------ Source records ------

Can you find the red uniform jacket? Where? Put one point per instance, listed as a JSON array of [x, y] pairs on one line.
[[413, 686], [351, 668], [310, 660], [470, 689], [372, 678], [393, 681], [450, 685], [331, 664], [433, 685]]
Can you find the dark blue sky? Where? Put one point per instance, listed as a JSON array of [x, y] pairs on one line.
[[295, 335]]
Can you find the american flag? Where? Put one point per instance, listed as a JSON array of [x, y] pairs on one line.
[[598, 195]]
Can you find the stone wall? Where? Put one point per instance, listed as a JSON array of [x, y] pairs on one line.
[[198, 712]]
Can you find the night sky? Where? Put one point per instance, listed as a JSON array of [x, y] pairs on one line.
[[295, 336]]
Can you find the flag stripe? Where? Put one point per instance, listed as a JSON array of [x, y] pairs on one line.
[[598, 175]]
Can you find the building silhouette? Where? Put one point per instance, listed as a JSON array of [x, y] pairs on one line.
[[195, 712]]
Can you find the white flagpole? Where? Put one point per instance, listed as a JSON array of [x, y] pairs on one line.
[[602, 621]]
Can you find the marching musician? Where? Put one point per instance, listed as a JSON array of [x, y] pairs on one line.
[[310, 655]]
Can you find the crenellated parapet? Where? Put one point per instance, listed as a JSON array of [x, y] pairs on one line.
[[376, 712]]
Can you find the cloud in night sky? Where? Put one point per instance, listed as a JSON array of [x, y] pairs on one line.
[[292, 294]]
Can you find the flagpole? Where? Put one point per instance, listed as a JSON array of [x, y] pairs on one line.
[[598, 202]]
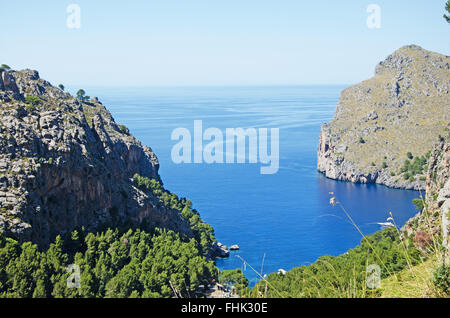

------

#### [Work request]
Print each entry precisely as written; the pictures stay out.

#### [Finished exercise]
Can you find the red uniform jacket? Where? Put one point per instance, listed as a JSON array of [x, y] pairs on one line.
[[413, 686], [351, 668], [310, 660], [470, 689], [372, 678], [393, 681], [450, 685], [331, 664], [433, 685]]
Can you find the dark blue sky? Where? Put one point per instance, listed as a JSON array of [x, y] pairs on one line.
[[295, 335]]
Can you find the american flag? Where? Put one point per instance, listed as a JSON array of [x, y] pairs on one line.
[[598, 195]]
Can you find the stone wall? Where? Put one point per instance, listed as a JSON array of [x, y] pairs on one line.
[[198, 712]]
Can you find the night sky? Where? Put one point per instance, listed as a JSON array of [x, y] pairs on one line.
[[295, 336]]
Can you find the flag stripe? Where? Put one point per instance, listed as a JSON array of [x, y] pairs on one line.
[[598, 175]]
Can you find the building silhouette? Where? Put one point per instance, listed as a JSON array of [x, y] pairs on one line.
[[195, 712]]
Can you find the white flagpole? Where? Put one point per instance, listed as a JSON array of [x, y] pairs on one line.
[[602, 621]]
Can you find the marching musician? Where? Put one point per instance, listed as a JSON array of [x, y] pairs on one line.
[[310, 655]]
Can you find the crenellated parapet? Where? Put one point per instance, listed as a JSON array of [x, y] pairs on one line.
[[376, 712]]
Can you find the cloud in night sky? Where? Put one point per instance, listed as a JSON array of [x, y] pairs on one line.
[[292, 294]]
Can you find the flagpole? Where? Put one point per instance, listed as a JSON array of [x, y] pairs on one line.
[[598, 202]]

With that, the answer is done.